━━━ EXCERPT ━━━
Monday Night PVP: Rough Night

The PVP itself actually went pretty well tonight: it was resto druid/ret paladin night, and we played 18 matches going 9-9.  We started around 1500 rating and climbed up to 1650, which I feel good about.  The very first match was a seemingly endless one against a holy paladin/I don’t even remember team, and we had two more very long matches which both ended in losses: one against a disc priest/aff lock team that ended when I got mana burned to death, and another against a resto shaman/frost DK team that ended when the DK’s burst all lined up and he killed me through my available healing.

But the rough part was my attitude and my partner’s.  Criceto (my ret) got fed up and called it early.  Long matches are draining, I know, and nobody ever shows up to make a never-ending stalemate uneven like they do in a battleground.  Thus, occasionally, 2v2 is just a never-ending slugfest and awful as a result.  I get that, but it still sucked seeing it get the better of a friend.
━━━ EXCERPTED DATA ━━━
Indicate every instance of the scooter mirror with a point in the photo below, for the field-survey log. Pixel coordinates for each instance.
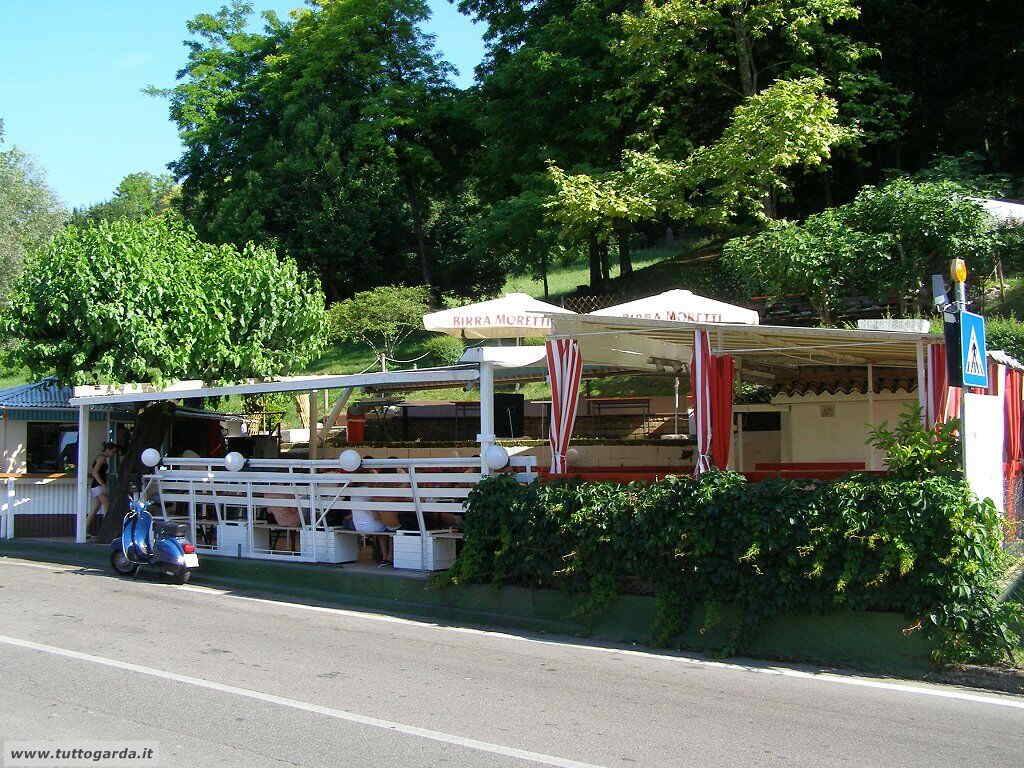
(151, 457)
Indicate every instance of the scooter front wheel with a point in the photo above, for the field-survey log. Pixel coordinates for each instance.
(122, 564)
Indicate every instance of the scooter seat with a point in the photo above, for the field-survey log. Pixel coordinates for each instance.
(169, 528)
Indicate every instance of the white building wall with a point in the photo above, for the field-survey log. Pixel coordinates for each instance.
(14, 435)
(835, 427)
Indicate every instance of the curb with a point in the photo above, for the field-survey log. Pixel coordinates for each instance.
(868, 642)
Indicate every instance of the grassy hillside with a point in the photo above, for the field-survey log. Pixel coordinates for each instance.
(564, 280)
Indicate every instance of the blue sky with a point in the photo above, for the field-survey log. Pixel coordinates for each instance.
(72, 74)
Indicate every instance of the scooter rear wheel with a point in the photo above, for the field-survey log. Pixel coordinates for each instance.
(122, 564)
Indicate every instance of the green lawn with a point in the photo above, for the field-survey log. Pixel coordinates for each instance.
(566, 279)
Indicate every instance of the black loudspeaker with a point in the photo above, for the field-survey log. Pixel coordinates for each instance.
(509, 411)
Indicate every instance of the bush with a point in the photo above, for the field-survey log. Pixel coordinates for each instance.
(1006, 334)
(923, 546)
(146, 300)
(443, 350)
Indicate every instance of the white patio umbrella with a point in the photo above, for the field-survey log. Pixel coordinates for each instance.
(512, 316)
(682, 305)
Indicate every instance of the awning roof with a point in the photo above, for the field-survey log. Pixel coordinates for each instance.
(658, 344)
(513, 315)
(183, 389)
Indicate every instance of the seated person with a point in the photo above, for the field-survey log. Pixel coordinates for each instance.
(285, 516)
(372, 521)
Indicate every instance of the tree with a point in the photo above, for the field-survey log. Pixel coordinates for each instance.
(381, 318)
(336, 135)
(30, 212)
(884, 244)
(693, 60)
(822, 258)
(145, 300)
(137, 197)
(929, 224)
(791, 123)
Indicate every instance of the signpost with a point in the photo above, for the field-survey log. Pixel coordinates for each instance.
(972, 353)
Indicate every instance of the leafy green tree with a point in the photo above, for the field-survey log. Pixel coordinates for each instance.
(884, 244)
(929, 223)
(137, 196)
(381, 318)
(787, 124)
(30, 212)
(546, 94)
(692, 60)
(145, 300)
(965, 96)
(336, 134)
(822, 258)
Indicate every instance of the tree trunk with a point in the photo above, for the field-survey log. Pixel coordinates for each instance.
(625, 254)
(594, 256)
(605, 267)
(153, 426)
(744, 55)
(421, 249)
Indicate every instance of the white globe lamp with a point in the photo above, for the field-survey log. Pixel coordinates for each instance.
(151, 457)
(349, 460)
(497, 457)
(233, 462)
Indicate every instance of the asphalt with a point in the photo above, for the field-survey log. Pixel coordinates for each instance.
(219, 678)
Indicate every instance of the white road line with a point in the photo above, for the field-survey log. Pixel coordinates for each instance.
(819, 677)
(330, 712)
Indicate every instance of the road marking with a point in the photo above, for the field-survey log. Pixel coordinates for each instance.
(820, 677)
(351, 717)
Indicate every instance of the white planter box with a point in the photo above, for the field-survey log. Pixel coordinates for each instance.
(331, 547)
(232, 540)
(409, 552)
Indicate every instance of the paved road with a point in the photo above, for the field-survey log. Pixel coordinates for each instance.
(218, 678)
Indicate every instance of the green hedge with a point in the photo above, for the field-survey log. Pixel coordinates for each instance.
(924, 547)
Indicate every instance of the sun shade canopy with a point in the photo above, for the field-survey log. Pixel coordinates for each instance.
(650, 344)
(681, 306)
(512, 316)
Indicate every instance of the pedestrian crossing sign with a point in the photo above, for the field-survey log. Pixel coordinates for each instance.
(973, 357)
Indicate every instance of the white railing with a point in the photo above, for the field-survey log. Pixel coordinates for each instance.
(209, 497)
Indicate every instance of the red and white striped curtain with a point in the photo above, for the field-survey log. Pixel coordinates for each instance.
(700, 387)
(942, 400)
(711, 383)
(564, 370)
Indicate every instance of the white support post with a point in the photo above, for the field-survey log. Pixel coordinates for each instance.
(415, 487)
(83, 501)
(486, 435)
(313, 424)
(342, 400)
(869, 458)
(922, 383)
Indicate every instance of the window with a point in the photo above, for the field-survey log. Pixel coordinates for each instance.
(52, 448)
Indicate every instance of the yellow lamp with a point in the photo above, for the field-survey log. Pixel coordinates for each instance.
(957, 270)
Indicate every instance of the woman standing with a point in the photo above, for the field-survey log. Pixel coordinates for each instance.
(97, 473)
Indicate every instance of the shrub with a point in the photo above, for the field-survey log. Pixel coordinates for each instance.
(918, 544)
(146, 300)
(443, 350)
(1006, 334)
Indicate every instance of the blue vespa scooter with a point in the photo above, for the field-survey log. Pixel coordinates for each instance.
(158, 544)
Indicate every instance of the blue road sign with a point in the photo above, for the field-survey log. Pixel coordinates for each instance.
(973, 358)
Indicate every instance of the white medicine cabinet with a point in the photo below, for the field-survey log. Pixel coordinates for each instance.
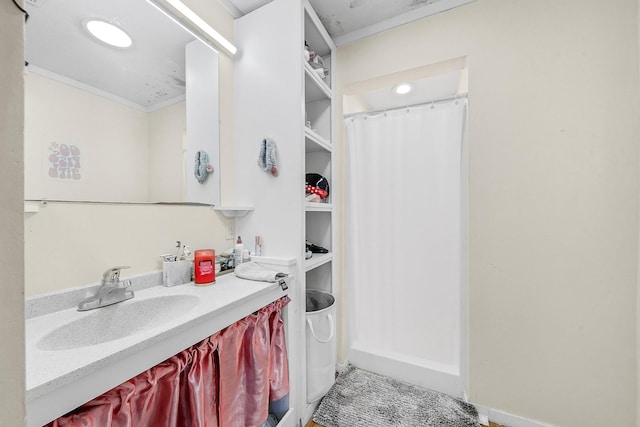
(284, 95)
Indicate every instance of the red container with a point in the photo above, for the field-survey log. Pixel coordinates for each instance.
(204, 270)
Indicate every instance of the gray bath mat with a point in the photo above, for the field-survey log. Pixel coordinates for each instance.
(364, 399)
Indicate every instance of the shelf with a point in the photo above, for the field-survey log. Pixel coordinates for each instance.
(318, 207)
(234, 212)
(317, 260)
(315, 88)
(314, 142)
(315, 35)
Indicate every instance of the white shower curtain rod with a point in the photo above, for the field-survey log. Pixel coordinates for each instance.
(421, 104)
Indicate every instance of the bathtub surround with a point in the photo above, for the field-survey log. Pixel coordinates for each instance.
(553, 197)
(404, 170)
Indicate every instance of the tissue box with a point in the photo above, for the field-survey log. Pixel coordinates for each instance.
(176, 273)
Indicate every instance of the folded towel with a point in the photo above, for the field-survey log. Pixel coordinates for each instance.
(252, 271)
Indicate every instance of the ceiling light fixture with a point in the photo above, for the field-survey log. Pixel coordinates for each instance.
(108, 33)
(403, 88)
(202, 25)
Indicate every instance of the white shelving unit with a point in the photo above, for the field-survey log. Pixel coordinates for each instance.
(276, 93)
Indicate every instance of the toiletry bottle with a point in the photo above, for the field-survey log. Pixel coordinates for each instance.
(237, 252)
(258, 250)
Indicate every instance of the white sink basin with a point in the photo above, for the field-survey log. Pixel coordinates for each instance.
(116, 321)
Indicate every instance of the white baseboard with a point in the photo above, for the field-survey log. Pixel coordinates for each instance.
(506, 419)
(433, 376)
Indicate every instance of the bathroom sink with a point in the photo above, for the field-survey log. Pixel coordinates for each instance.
(116, 321)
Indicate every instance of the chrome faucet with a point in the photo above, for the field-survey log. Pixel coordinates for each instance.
(110, 291)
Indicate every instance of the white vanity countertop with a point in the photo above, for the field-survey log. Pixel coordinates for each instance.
(61, 377)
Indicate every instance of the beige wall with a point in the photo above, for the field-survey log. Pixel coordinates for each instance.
(12, 406)
(553, 197)
(113, 140)
(70, 245)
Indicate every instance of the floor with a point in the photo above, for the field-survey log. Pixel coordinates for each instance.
(312, 424)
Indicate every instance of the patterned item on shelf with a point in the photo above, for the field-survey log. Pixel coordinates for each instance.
(317, 184)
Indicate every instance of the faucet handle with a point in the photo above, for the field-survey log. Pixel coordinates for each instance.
(112, 275)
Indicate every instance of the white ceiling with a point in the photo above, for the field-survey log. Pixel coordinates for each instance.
(152, 71)
(349, 20)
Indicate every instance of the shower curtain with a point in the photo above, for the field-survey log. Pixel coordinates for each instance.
(404, 234)
(238, 377)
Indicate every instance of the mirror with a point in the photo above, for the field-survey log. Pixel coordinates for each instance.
(109, 124)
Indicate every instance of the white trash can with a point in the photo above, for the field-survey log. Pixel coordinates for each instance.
(321, 343)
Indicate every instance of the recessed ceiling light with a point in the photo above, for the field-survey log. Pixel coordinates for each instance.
(108, 33)
(403, 88)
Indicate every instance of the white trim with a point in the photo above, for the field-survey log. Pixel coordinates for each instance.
(85, 87)
(504, 418)
(231, 8)
(396, 21)
(435, 376)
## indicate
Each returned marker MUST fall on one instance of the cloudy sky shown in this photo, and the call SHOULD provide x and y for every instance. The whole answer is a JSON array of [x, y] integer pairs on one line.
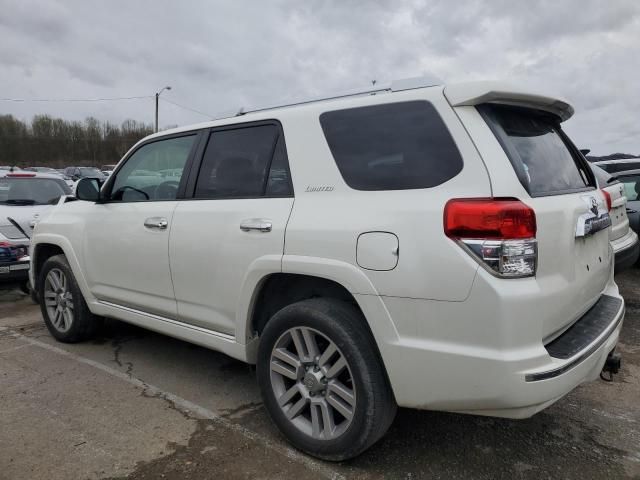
━━━
TO DO :: In the Monday night PVP post above, how did the two long losses against the disc priest/aff lock team and the resto shaman/frost DK team end?

SOLVED PROBLEM :: The first ended when the writer was mana burned to death, and the second when the DK's burst lined up and killed the writer through the available healing.